*ASSIGNMENT*. Produce a word-for-word copy of the data that follows, excluding images.

*DATA FOR THIS EXERCISE*.
· · ·
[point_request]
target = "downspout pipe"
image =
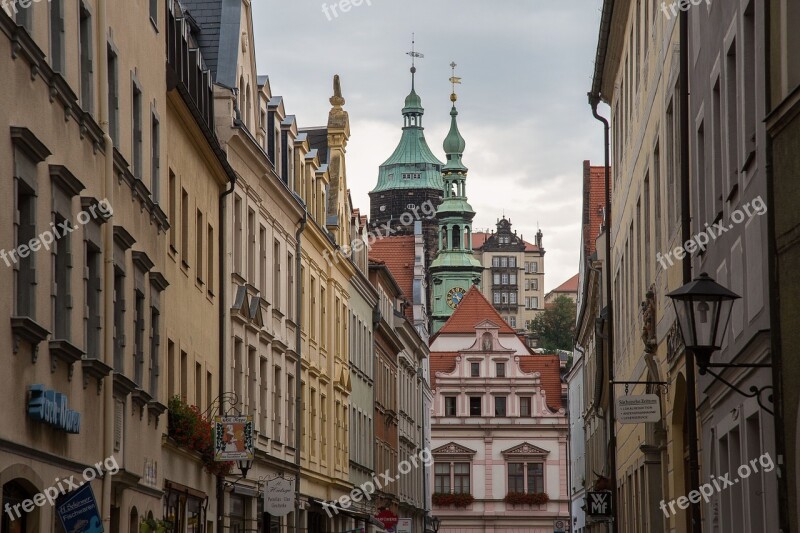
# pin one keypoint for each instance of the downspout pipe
(108, 258)
(298, 340)
(223, 337)
(686, 234)
(594, 101)
(774, 299)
· · ·
*RESULT OF THIS TASK*.
[point_request]
target = "downspout pipe"
image =
# pin one keypoint for each instance of the downspout pipe
(108, 258)
(298, 340)
(223, 337)
(686, 234)
(594, 101)
(774, 299)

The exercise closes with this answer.